[Items from a dataset]
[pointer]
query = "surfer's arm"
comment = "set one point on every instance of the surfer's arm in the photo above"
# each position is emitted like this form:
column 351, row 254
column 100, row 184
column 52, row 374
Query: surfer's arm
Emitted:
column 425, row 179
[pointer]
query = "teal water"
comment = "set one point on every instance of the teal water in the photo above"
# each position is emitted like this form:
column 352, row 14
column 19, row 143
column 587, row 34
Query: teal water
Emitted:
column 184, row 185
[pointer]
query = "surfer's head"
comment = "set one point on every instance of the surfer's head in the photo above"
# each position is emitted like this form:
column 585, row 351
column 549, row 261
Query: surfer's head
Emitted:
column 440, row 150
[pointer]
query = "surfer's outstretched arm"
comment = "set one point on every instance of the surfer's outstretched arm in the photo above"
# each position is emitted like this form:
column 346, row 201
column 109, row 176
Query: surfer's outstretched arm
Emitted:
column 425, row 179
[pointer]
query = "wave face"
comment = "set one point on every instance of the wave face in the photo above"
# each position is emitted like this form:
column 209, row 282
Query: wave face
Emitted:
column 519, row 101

• TASK ITEM
Using the entries above, find all lines with "teal". Copy them.

• ANSWER SECTION
query = "teal water"
comment = "set one point on every instance of the teal water in the photo above"
Query: teal water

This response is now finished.